> **LISTED RECORDS**

----------------

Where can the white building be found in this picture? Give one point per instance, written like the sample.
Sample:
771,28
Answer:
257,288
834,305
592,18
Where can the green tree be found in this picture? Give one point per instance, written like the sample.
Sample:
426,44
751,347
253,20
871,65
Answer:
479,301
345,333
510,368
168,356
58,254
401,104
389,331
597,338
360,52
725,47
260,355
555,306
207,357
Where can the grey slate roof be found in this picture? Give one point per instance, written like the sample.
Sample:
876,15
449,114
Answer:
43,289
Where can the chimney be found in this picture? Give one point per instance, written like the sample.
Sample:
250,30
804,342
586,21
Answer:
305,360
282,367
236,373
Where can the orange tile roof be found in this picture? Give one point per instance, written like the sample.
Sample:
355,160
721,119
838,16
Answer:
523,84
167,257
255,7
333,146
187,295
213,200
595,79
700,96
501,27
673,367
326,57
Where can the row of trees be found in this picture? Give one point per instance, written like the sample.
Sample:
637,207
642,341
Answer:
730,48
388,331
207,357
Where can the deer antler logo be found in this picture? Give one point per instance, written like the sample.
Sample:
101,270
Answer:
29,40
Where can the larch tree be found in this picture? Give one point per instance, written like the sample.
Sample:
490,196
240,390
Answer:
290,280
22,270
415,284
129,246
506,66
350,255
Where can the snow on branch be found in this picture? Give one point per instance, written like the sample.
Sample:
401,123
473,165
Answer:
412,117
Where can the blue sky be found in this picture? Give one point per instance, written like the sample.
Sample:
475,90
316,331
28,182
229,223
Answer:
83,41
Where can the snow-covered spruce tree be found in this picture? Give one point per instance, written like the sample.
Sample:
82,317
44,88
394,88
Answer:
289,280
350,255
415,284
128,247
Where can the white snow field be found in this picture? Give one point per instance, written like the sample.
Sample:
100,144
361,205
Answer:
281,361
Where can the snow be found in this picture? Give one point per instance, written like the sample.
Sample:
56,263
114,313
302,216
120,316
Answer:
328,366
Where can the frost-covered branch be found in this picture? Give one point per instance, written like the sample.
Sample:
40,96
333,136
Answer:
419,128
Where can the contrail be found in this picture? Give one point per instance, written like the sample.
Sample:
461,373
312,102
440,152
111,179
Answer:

----------------

> **WORK TASK**
Your answer should be the lines above that contain the word "snow", copied out.

> **WRITTEN RESPONSE**
Where can the snow on branch be found in this picture? Give one point per instance, written like the sample.
Where can the snow-covered spruce tree be found in this picture? Give one point per instance, written like the sample.
Where can the white snow field be found in this picture? Give one point per instance, written like the sample.
Where can the snow be found in this picture? Give one point per instance, written like the sample.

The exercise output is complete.